[SUPPLIED PASSAGE]
========================
By correlating linguistic features with historical and cultural evidence, KhoTxt reassesses traditional labels such as Old and Late Khotanese. Particular attention is given to the relationship between written language and spoken varieties, including the possible existence of diglossic situations in which a prestigious literary language coexisted with evolving vernacular forms. This approach allows the project to move beyond purely chronological classifications and to reconstruct the complex sociolinguistic context in which Khotanese texts were produced and transmitted.
Pelliot chinois 2801 © Bibliothèque nationale de France
Texts and genres
A central objective of the project is to analyse how literary and non-literary genres shape linguistic variation. Previous research has focused predominantly on Buddhist doctrinal texts, which often reflect conservative, standardised forms of the language. KhoTxt expands the scope to include a wide range of genres, each associated with different communicative practices and audiences.
These include narrative literature, non-canonical poetry, verse letters, panegyrics, administrative and legal documents, medical treatises, and bilingual or practical texts used by diplomats and merchants. Each genre is examined as a linguistic environment with its own norms, conventions, and degrees of formality.
Through comparative genre analysis, the project seeks to identify linguistic features that may approximate colloquial or sectorial varieties of Khotanese. In particular, secular documents and medical texts often preserve specialised jargons and an at times less formal language, offering rare insights into everyday communication and professional discourse.
========================
[SUPPLIED RECORDS]
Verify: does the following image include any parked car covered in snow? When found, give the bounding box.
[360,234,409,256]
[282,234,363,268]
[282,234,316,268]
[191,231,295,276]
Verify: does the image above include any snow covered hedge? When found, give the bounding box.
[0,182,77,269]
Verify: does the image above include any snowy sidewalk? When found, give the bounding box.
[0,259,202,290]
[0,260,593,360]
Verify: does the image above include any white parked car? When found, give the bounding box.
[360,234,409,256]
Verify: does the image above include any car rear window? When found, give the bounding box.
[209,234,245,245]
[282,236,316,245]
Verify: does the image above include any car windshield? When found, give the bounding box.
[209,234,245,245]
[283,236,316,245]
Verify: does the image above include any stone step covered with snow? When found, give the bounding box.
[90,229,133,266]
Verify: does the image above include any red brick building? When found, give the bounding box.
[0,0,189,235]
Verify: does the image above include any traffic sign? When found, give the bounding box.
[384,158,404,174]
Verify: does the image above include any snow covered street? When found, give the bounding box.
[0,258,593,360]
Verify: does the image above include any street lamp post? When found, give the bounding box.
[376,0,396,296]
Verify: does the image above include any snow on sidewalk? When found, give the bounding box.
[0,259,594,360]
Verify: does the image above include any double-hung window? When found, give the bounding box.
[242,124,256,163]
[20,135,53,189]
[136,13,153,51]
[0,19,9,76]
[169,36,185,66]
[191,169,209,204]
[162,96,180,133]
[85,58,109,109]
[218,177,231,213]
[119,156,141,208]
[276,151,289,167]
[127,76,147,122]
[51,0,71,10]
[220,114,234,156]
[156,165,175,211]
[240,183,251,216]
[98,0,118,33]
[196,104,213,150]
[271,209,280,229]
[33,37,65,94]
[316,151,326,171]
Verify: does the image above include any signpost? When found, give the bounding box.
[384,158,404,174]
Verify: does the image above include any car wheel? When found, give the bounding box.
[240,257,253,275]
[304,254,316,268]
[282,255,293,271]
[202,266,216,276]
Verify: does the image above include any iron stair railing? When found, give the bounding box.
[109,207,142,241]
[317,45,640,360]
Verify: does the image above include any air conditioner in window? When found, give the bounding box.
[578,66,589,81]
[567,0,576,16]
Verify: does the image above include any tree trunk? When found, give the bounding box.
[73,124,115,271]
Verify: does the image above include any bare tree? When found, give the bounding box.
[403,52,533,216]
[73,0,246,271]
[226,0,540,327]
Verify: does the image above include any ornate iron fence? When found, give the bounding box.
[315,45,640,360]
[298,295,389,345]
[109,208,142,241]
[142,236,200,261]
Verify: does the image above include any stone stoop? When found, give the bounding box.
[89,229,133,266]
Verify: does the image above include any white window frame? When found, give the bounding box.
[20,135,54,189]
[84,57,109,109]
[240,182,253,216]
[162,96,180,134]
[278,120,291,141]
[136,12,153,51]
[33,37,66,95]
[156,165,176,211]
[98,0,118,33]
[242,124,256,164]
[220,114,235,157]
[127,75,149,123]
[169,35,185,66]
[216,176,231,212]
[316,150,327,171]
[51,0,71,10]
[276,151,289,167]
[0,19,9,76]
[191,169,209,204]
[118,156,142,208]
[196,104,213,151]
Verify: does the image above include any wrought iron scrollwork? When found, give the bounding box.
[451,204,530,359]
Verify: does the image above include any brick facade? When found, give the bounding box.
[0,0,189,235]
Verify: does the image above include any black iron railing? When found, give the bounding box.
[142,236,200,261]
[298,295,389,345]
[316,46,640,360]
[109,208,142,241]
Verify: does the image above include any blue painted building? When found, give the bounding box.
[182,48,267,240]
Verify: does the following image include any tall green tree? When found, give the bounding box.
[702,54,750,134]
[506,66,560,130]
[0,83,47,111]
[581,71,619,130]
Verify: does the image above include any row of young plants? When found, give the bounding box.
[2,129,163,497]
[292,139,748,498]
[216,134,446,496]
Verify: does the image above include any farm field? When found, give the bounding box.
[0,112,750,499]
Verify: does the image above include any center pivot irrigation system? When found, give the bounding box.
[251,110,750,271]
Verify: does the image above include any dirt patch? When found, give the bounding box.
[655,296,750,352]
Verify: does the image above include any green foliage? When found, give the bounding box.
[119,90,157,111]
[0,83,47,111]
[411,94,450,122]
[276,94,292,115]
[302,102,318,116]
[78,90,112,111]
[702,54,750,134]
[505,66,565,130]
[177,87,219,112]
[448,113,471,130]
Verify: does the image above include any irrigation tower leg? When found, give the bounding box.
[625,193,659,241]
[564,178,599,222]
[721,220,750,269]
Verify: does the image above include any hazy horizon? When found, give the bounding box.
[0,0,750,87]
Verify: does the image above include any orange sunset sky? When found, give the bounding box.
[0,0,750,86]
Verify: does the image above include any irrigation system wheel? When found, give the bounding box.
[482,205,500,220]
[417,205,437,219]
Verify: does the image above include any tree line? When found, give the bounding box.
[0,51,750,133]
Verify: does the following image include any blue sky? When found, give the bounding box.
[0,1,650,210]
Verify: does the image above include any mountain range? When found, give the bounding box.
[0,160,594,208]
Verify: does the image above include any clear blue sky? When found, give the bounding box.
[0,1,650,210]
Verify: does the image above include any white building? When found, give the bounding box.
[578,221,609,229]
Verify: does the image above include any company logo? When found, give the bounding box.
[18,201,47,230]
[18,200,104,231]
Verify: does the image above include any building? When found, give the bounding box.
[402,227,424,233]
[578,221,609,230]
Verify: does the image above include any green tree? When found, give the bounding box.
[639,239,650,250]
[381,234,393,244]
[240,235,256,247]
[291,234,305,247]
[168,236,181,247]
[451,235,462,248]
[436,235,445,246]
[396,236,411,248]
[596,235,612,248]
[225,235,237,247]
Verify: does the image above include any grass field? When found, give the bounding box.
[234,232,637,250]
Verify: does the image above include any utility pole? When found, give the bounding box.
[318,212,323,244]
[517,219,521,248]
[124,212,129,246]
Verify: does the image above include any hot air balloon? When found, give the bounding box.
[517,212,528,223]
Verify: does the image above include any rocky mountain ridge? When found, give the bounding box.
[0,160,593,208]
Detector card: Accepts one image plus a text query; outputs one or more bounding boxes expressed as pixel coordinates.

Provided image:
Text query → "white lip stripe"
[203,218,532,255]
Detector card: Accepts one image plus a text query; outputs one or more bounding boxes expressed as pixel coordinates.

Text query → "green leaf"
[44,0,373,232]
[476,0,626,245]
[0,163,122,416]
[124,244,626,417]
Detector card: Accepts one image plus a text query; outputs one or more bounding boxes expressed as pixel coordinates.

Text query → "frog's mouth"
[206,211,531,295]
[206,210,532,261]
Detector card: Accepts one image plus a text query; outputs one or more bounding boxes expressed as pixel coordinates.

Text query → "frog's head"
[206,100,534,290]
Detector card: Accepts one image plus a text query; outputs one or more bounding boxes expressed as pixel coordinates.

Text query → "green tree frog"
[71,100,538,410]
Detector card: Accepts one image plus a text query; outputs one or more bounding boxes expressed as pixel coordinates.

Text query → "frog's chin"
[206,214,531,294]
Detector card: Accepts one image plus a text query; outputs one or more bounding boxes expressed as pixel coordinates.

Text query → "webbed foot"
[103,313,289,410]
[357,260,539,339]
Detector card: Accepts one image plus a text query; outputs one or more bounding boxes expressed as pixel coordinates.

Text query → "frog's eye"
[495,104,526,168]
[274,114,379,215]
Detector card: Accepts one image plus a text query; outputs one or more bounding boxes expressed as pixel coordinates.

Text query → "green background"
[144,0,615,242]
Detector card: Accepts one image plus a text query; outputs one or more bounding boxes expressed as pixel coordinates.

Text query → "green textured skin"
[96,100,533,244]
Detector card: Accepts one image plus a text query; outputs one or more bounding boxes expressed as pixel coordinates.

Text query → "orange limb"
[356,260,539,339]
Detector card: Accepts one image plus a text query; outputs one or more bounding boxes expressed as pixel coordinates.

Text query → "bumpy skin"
========================
[EXERCISE DESCRIPTION] In the text about the KhoTxt project, on which kind of texts has previous research predominantly focused?

[WRITTEN REPLY] Buddhist doctrinal texts.